*** Entries provided ***

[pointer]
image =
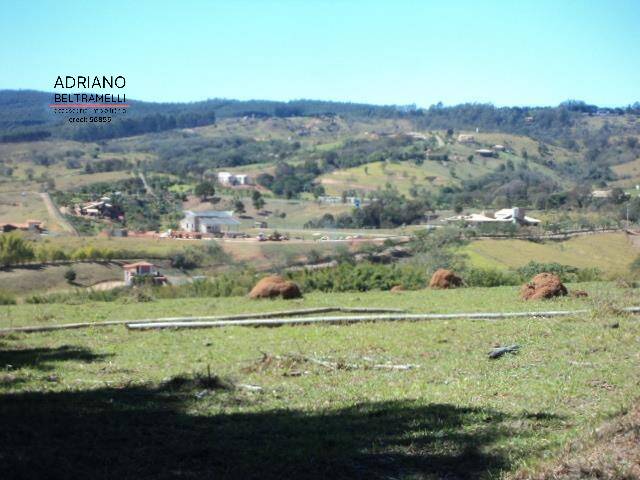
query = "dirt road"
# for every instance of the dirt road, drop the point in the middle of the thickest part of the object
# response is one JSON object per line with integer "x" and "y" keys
{"x": 56, "y": 215}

*** End of Entries provided ***

**Activity**
Each line above is to be transcribed exactly, though its pictures are not.

**Answer below**
[pointer]
image =
query = "dirt road"
# for every instance of the dirt road, drop the point in the middle of the thickest part of the object
# response is one JSON object per line with integer "x" and "y" keys
{"x": 56, "y": 215}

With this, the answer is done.